Stored data
begin
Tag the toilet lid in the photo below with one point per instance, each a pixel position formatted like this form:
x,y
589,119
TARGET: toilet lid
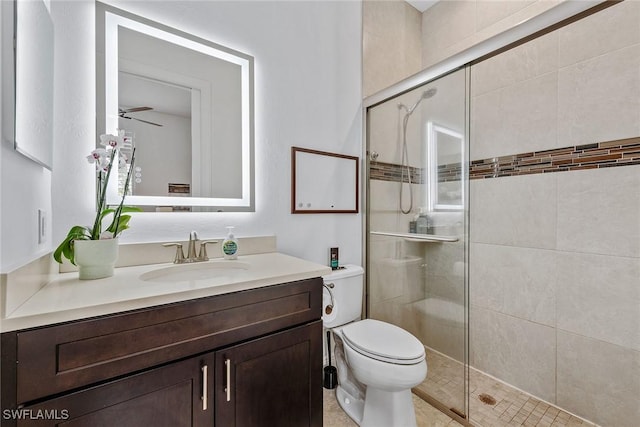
x,y
383,341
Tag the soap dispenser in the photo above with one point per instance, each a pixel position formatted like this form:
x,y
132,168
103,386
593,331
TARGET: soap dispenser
x,y
230,245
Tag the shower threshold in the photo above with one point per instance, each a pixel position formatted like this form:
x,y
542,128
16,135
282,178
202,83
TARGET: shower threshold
x,y
492,402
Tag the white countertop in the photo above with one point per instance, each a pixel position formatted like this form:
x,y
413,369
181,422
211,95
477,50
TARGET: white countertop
x,y
67,298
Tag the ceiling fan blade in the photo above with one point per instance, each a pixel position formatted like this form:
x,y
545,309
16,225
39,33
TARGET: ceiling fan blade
x,y
143,121
134,109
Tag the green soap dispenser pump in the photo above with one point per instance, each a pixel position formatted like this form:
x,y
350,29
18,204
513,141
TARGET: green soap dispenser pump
x,y
230,245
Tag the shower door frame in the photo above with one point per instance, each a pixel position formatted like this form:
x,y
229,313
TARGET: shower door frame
x,y
550,20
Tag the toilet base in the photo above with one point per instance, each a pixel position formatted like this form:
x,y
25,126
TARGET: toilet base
x,y
380,408
388,408
352,406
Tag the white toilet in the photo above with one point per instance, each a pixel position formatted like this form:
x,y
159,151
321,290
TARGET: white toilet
x,y
378,363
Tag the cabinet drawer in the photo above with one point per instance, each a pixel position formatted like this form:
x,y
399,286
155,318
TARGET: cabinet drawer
x,y
169,396
63,357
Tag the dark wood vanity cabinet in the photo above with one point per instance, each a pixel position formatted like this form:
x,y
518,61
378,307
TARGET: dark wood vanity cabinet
x,y
249,358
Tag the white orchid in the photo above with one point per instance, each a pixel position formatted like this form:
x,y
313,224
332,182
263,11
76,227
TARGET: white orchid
x,y
113,141
122,161
103,158
97,155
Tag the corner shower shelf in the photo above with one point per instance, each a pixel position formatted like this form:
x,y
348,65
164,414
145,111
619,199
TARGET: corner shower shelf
x,y
414,237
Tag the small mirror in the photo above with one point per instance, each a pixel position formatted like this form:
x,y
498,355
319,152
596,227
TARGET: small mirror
x,y
446,172
323,182
186,105
28,107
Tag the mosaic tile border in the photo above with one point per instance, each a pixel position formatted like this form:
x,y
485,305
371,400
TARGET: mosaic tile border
x,y
620,152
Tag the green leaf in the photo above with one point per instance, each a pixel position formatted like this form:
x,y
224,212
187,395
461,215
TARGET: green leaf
x,y
65,248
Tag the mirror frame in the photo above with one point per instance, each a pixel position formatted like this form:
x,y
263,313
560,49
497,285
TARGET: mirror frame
x,y
432,162
108,19
302,172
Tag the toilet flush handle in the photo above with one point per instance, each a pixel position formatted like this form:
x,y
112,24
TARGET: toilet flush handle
x,y
328,309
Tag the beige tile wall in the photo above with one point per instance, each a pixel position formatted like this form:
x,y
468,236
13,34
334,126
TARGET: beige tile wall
x,y
452,26
392,43
555,258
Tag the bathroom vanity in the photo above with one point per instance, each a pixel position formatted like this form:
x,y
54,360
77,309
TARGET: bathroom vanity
x,y
248,357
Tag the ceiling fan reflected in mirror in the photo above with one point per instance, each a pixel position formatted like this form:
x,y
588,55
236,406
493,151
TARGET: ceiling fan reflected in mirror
x,y
122,112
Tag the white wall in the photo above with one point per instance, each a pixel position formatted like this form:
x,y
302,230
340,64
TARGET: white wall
x,y
308,93
25,187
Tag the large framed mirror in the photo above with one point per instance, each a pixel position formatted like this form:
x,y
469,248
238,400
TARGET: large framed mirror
end
### Your instructions:
Copy out all of the records above word for word, leaving out the pictures.

### Solution below:
Tag the toilet lid in the photo below with one point per instance, each a pixel position formatted like this form:
x,y
589,119
TARGET: toilet lid
x,y
383,341
Tag the soap dispenser in the photo above with one point per instance, each a pixel position formatted like this form:
x,y
132,168
103,386
593,331
TARGET: soap dispenser
x,y
230,245
Tag the shower threshold in the photo above with one point per instance, each a pixel position formatted like this form:
x,y
542,128
16,135
282,178
202,83
TARGET: shower threshold
x,y
492,402
Tag the white countertop in the photo above with one point per instance, each a pixel position formatted like this form:
x,y
413,369
181,422
211,95
477,50
TARGET: white countertop
x,y
67,298
Tag the ceiling fan blade in the photo above with one point per instance, each a pixel position formatted like this form:
x,y
545,309
16,225
39,33
TARGET: ceiling fan blade
x,y
143,121
134,109
Tag the green soap dispenser pump in the photo above with one point per instance, each a pixel position formatted like this form:
x,y
350,29
18,204
513,141
TARGET: green soap dispenser pump
x,y
230,245
Tag the shower door frame in the photo above with one point per instance, each a pixel position formatted like this form:
x,y
229,313
TARGET: shower door frame
x,y
550,20
Tag the toilet base in the photo above with one point per instance, each a pixel position formatted like this form:
x,y
25,126
TARGET: toilet base
x,y
380,408
388,408
352,406
Tag the white toilet in the photo above with one point per instance, each a pixel position formatted like this form:
x,y
159,151
321,290
TARGET: white toilet
x,y
378,363
Tag the cabinet drawer in the photo above with one point per instance, each a pixel position formatted like this form:
x,y
399,286
155,318
TARGET: cabinet drawer
x,y
169,396
63,357
Tag the dark wood vanity cabinet in the photo above with one point per instance, each a pixel position formatted like this form:
x,y
518,61
378,307
TARGET: dark wood vanity cabinet
x,y
249,358
Tag the white orchid in the photo above with one point per instance, each a pixel position formatted like this form:
x,y
313,224
332,182
263,11
76,227
TARGET: white orchid
x,y
113,141
122,161
103,158
97,155
Tag the corner shower shelf in the photo above with one point per instance, each a pixel position formatted like this form:
x,y
348,65
164,414
145,111
619,199
TARGET: corner shower shelf
x,y
414,237
Tag the small mirror in the photo above with one point per instance, each a pixel position formatted like this form:
x,y
498,355
319,152
596,227
TARGET: small mirror
x,y
446,172
323,182
186,105
28,107
Tag the mosaic tile border in the photo above with one point per instance, each a pixel position formatted like this form:
x,y
485,305
371,400
TARGET: mosaic tile border
x,y
620,152
Tag the green leaf in the photo above with one point per instance, each a pixel position formatted like this form:
x,y
224,212
187,395
461,215
TARGET: green leaf
x,y
65,248
Tag the mirror frame in the photo above with one point per instance, each a pixel position formatted like this form:
x,y
263,313
560,49
497,285
TARGET: mirror frame
x,y
432,162
108,19
302,172
Tag the toilet flush handle in the photo above with one point per instance, each a pixel position formatted like this form:
x,y
112,24
TARGET: toilet flush handle
x,y
328,309
Tag the beige tile wall in the photo above with one point per instance, each a pixel position formatted like this form:
x,y
468,236
13,34
334,126
TARGET: beige tile wall
x,y
452,26
392,43
555,258
Tag the bathroom vanity in the photo above with one point per instance, each a pixel position formatted like this form:
x,y
54,360
77,309
TARGET: bathroom vanity
x,y
248,357
Tag the ceiling fan reflected in mirror in the photo above with one point per instance, each a pixel position formatted like this form:
x,y
588,55
236,406
493,151
TARGET: ceiling fan reflected in mirror
x,y
122,112
Tag the white wall in the photo above with one point per instance, each a pixel position formatted like this form:
x,y
302,230
340,64
TARGET: white wall
x,y
308,93
25,187
Tag the large framed mirror in the photo above with one point per instance, each a pixel position formatted like this form:
x,y
469,248
238,400
TARGET: large framed mirror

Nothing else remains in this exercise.